- YOUR GOAL: Render every line of the listing below as a JSON array of strings, one string per line, with blank lines omitted.

- PROVIDED ENTRIES:
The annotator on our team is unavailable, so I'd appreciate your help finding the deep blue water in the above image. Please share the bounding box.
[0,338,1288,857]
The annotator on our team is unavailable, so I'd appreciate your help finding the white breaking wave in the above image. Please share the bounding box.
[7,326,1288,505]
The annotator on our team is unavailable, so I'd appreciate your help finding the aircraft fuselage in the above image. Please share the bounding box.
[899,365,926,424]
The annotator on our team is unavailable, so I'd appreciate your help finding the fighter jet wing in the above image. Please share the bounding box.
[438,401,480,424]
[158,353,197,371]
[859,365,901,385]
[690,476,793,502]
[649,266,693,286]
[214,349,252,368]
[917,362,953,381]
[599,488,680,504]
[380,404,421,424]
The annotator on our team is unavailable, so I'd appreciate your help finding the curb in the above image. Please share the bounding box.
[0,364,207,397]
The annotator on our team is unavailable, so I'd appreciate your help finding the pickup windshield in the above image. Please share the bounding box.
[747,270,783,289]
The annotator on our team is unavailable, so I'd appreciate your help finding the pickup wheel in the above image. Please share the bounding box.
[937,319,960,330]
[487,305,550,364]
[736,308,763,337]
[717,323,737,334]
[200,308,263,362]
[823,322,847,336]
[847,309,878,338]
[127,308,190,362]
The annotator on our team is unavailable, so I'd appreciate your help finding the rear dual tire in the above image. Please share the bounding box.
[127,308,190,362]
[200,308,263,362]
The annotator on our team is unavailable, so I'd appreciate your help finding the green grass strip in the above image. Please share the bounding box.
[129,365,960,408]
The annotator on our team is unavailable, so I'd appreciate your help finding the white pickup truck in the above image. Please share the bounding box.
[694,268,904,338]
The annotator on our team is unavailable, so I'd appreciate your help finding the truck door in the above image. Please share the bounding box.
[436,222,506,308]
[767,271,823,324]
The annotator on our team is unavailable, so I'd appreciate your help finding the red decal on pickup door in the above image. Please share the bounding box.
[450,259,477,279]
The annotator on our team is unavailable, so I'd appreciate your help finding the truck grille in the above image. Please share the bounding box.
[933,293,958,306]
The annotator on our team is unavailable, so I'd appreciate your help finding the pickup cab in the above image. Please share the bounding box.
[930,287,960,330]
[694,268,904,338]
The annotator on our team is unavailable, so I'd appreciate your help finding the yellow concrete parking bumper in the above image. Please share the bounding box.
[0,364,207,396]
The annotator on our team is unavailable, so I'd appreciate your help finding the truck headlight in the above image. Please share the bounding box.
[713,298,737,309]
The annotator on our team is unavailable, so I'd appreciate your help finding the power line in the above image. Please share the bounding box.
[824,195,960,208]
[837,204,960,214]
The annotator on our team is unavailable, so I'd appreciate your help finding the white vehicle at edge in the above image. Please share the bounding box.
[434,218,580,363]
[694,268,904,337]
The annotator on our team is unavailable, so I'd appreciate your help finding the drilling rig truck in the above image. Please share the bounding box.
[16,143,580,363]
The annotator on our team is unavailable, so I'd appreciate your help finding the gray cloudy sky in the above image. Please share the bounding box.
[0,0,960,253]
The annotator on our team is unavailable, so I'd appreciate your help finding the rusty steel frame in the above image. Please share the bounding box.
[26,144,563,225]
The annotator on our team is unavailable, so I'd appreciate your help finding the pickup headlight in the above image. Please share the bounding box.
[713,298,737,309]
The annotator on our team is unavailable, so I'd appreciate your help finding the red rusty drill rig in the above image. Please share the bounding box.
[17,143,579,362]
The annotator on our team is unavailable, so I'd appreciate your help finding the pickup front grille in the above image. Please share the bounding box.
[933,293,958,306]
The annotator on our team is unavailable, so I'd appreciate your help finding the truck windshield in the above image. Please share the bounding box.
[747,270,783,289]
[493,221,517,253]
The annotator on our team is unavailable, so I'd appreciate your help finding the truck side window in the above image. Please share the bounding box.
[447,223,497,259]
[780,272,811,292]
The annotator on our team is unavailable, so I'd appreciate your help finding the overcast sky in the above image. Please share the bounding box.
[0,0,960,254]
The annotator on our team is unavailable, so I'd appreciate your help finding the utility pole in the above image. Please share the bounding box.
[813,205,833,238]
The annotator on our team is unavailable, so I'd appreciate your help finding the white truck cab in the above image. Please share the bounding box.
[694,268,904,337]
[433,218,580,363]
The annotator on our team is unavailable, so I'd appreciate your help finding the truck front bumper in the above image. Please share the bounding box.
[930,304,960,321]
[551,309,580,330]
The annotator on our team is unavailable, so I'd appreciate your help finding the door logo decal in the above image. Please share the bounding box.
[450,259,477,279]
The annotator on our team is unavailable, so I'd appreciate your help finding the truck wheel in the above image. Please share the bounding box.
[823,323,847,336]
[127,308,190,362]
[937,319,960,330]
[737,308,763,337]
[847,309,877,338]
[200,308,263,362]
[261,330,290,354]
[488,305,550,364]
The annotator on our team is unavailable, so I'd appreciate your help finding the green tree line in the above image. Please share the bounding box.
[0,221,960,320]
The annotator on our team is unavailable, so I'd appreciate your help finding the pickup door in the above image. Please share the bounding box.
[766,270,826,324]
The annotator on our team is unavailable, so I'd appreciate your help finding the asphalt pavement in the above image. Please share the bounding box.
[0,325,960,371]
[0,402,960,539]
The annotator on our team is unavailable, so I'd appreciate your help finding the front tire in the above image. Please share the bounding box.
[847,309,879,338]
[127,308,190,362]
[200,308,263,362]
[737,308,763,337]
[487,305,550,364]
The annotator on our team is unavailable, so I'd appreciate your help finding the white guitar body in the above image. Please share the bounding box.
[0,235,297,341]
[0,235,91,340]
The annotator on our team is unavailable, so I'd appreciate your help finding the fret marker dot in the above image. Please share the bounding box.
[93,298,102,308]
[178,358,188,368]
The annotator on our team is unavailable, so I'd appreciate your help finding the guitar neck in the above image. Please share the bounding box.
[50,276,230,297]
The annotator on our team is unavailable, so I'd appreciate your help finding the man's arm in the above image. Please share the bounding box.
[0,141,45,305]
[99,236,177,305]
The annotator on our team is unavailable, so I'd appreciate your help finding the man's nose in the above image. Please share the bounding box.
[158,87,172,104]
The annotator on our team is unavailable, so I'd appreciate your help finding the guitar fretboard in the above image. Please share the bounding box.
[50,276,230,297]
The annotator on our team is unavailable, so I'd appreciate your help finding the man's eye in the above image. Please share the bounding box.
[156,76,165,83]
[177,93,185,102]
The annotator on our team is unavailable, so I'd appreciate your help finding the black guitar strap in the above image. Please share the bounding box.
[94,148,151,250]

- ANSWER TO THE PROBLEM:
[
  "The annotator on our team is unavailable, so I'd appreciate your help finding the deep blue water in the above image. Please share the bounding box.",
  "[0,338,1288,857]",
  "The annotator on our team is unavailable, so I'd appreciate your help finding the white breaking wave in the above image. Please share the bounding box.",
  "[7,326,1288,505]",
  "The annotator on our team is unavailable, so I'd appreciate your help finding the aircraft fuselage in the above image. Please share the bounding box.",
  "[899,365,926,424]",
  "The annotator on our team is unavailable, so I'd appreciate your help finding the fighter jet wing in the above image. Please share the bounding box.",
  "[438,401,480,424]",
  "[158,353,197,371]",
  "[859,365,901,385]",
  "[690,476,793,502]",
  "[649,266,693,286]",
  "[214,349,252,368]",
  "[917,362,953,381]",
  "[599,488,680,504]",
  "[380,404,421,424]",
  "The annotator on our team is unavailable, so I'd appreciate your help finding the curb in the above image. Please share the bounding box.",
  "[0,364,207,397]",
  "The annotator on our team is unavailable, so I'd appreciate your help finding the pickup windshield in the above image. Please share the bounding box.",
  "[747,270,783,289]",
  "The annotator on our team is unavailable, so I'd appreciate your help finding the pickup wheel in the above image. Please share the bounding box.",
  "[937,319,960,330]",
  "[487,305,550,364]",
  "[736,308,763,337]",
  "[717,323,737,334]",
  "[200,308,263,362]",
  "[823,322,847,336]",
  "[847,309,878,338]",
  "[127,308,190,362]",
  "The annotator on our team is unavailable, so I'd appreciate your help finding the rear dual tire in the above image. Please share the bounding box.",
  "[127,308,190,362]",
  "[200,308,263,362]",
  "The annotator on our team is unavailable, so I'd appreciate your help finding the green grass strip in the above image. Please share the bounding box.",
  "[129,365,960,408]",
  "The annotator on our team is unavailable, so I'd appreciate your help finding the white pickup truck in the above image. Please share the bounding box.",
  "[694,268,904,338]",
  "The annotator on our team is unavailable, so I'd appreciate your help finding the truck door in the above image. Please share the bounding box.",
  "[436,222,506,308]",
  "[767,271,823,324]",
  "The annotator on our team is unavailable, so I'd appreciate your help finding the red decal on pickup door in the above image. Please share the bounding box.",
  "[450,259,477,279]",
  "The annotator on our team is unavailable, so I'd appreciate your help finding the truck grille in the above image. Please share the bounding box.",
  "[933,293,958,306]",
  "The annotator on our team is unavailable, so I'd appreciate your help finding the pickup cab in the above image. Please share the bounding box.",
  "[930,287,960,330]",
  "[694,268,904,338]",
  "The annotator on our team is unavailable, so I'd appreciate your help finding the yellow concrete parking bumper in the above image. Please share the bounding box.",
  "[0,364,207,396]",
  "The annotator on our team is unavailable, so I'd appreciate your help finding the truck headlight in the above image. Please share the bounding box.",
  "[713,298,737,309]",
  "The annotator on our team is unavailable, so I'd appreciate your help finding the power line in the above image. Please share the bounding box.",
  "[824,195,960,208]",
  "[837,204,960,214]",
  "The annotator on our team is unavailable, so I'd appreciate your help finding the white vehicle at edge in the above image. Please share the bounding box.",
  "[434,218,580,363]",
  "[694,268,904,337]",
  "The annotator on our team is unavailable, so I'd appreciate your help finding the drilling rig truck in the above image. Please share the bounding box.",
  "[16,143,580,363]",
  "The annotator on our team is unavailable, so I'd appreciate your help finding the gray cloudy sky in the above image. Please share the bounding box.",
  "[0,0,960,253]",
  "The annotator on our team is unavailable, so I'd appreciate your help finding the rusty steel frame in the above image. Please share the bounding box.",
  "[26,144,563,225]",
  "The annotator on our team is unavailable, so I'd appreciate your help finding the pickup headlight in the above image. Please share the bounding box.",
  "[713,298,737,309]",
  "The annotator on our team is unavailable, so I'd appreciate your help finding the red rusty drill rig in the above image. Please share the bounding box.",
  "[17,143,579,362]",
  "The annotator on our team is unavailable, so I'd appreciate your help finding the pickup front grille in the above image. Please share the bounding box.",
  "[933,293,958,306]",
  "The annotator on our team is unavailable, so I'd appreciate your help finding the truck windshield in the above image. Please share the bounding box.",
  "[747,270,783,289]",
  "[493,221,517,253]",
  "The annotator on our team is unavailable, so I'd appreciate your help finding the truck side window in the above image. Please share the bounding box.",
  "[447,223,497,259]",
  "[780,272,811,292]",
  "The annotator on our team is unavailable, so I'd appreciate your help finding the overcast sky in the above image. Please share the bounding box.",
  "[0,0,960,254]",
  "The annotator on our team is unavailable, so I'd appreciate your help finding the utility pole in the above image. Please share the bounding box.",
  "[813,205,833,238]",
  "The annotator on our team is unavailable, so I'd appreciate your help finding the white truck cab in the above image. Please share the bounding box.",
  "[694,268,904,337]",
  "[433,218,580,363]",
  "The annotator on our team is unavailable, so I'd appreciate your help finding the truck front bumper in the above image. Please share the bounding box.",
  "[930,304,960,321]",
  "[551,309,580,330]",
  "The annotator on our team is unavailable, so I'd appreciate your help finding the door logo decal in the above image. Please share the bounding box.",
  "[450,259,477,279]",
  "The annotator on our team is unavailable, so I'd appreciate your help finding the truck wheel in the above image. Please share the bounding box.",
  "[823,323,847,336]",
  "[127,308,190,362]",
  "[937,319,960,330]",
  "[737,308,763,337]",
  "[847,309,877,338]",
  "[200,308,263,362]",
  "[261,330,290,354]",
  "[488,305,550,364]",
  "The annotator on our team is unavailable, so I'd appreciate your help finding the green tree line in the above image. Please share the bounding box.",
  "[0,221,960,320]",
  "The annotator on our team is unavailable, so I'd appreciate your help finding the pickup door in the above image. Please share the bounding box.",
  "[766,270,826,324]",
  "The annotator on our team is unavailable, so I'd appreciate your help finding the asphalt pavement in the above image. Please share the bounding box.",
  "[0,325,960,371]",
  "[0,402,960,539]",
  "The annotator on our team is unavailable, so I'd appreciate your help finding the front tire in the above image. Please share the bounding box.",
  "[847,309,879,338]",
  "[127,308,190,362]",
  "[200,308,263,362]",
  "[737,308,763,337]",
  "[487,305,550,364]",
  "The annotator on our team is unavailable, so I'd appreciate your help finding the white guitar body in the above image. Please share the bounding box.",
  "[0,235,297,341]",
  "[0,235,91,340]",
  "The annotator on our team is unavailable, so I'd appreciate your help finding the fret marker dot in the above image. Please share the bounding box.",
  "[93,298,102,308]",
  "[178,358,188,368]",
  "The annotator on our team is unavailable, so I'd appreciate your help finding the guitar neck in the above image. Please share the bounding box.",
  "[50,276,230,297]",
  "The annotator on our team is unavailable, so I'd appreciate your help finding the man's arm in the above image. Please share the bounding box.",
  "[0,141,45,305]",
  "[99,236,177,305]",
  "The annotator on our team is unavailable, so I'd appreciate your help finding the man's nose in the above image. Please share the bounding box.",
  "[158,87,172,104]",
  "The annotator on our team is unavailable, so I'd appreciate your help finding the guitar fretboard in the above image. Please share the bounding box.",
  "[50,276,230,297]",
  "The annotator on our team is unavailable, so I'd appreciate your help finding the man's eye in the above image. Please share the bounding box.",
  "[156,76,165,83]",
  "[177,93,185,102]",
  "The annotator on our team is unavailable, so I'd appreciate your help finding the black guitar strap in the above image. Please share the bounding box.",
  "[94,148,151,250]"
]